Print the listing below line for line, with no changes, and leave out any pictures.

Materials provided:
— Start —

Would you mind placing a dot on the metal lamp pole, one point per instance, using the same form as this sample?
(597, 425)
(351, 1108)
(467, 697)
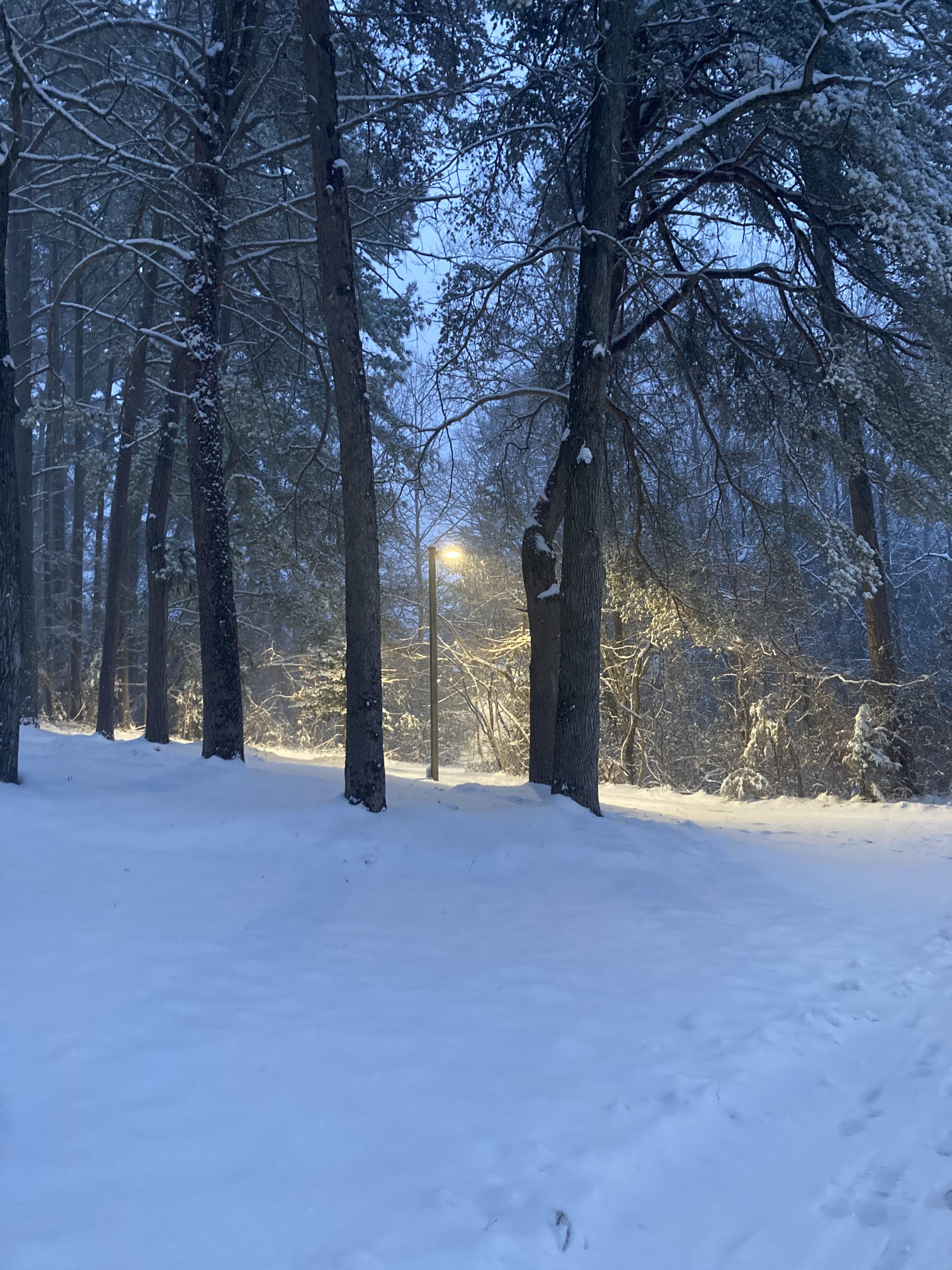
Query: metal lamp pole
(434, 694)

— End —

Expected output:
Would you mind placing a dot on the metal lamp pole, one point per instance, using the same form as this sample?
(597, 425)
(351, 1108)
(467, 697)
Query: metal lamp pole
(434, 694)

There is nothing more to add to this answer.